• Short problem:
Copy each of the entries below word for word, keeping every character as it appears.

• Material shown:
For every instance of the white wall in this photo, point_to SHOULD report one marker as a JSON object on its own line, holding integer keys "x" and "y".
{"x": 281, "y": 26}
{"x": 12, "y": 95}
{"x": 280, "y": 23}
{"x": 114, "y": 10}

• Written solution:
For every instance of the white wall in this photo, point_to SHOULD report one marker as a JSON object on its own line, holding integer keys "x" and "y".
{"x": 281, "y": 26}
{"x": 12, "y": 95}
{"x": 280, "y": 23}
{"x": 114, "y": 10}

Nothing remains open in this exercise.